** BEGIN Supplied information **
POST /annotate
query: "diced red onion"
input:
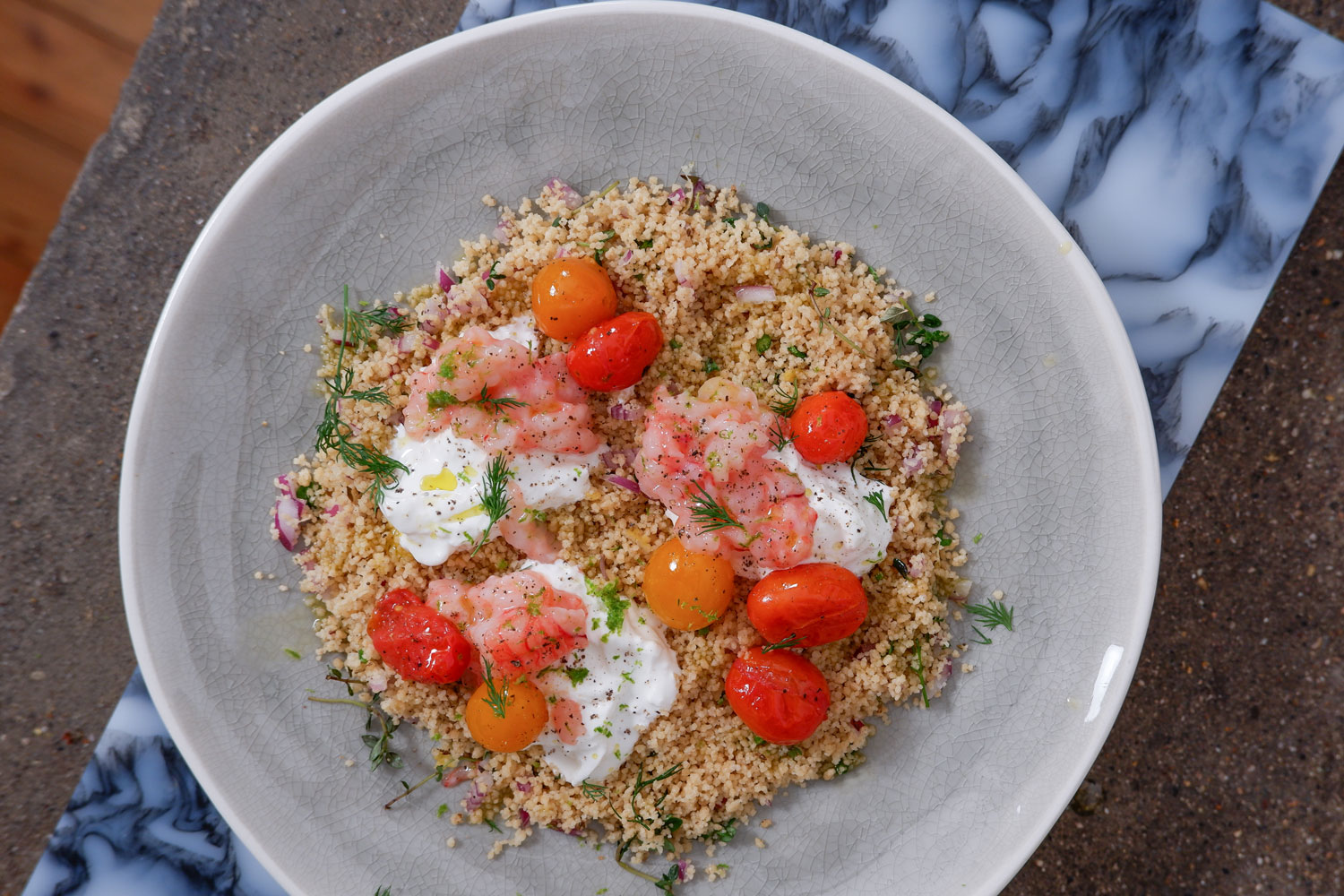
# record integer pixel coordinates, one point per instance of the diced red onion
(564, 193)
(754, 293)
(620, 411)
(624, 482)
(288, 509)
** END Supplied information **
● **Aim**
Copy all of the material above word for word, leaving out the picture.

● **Solution**
POST /annotate
query: "diced red onion"
input:
# record integer pixel coordinates, one point per instance of the diced red onion
(564, 193)
(754, 293)
(620, 411)
(624, 482)
(288, 509)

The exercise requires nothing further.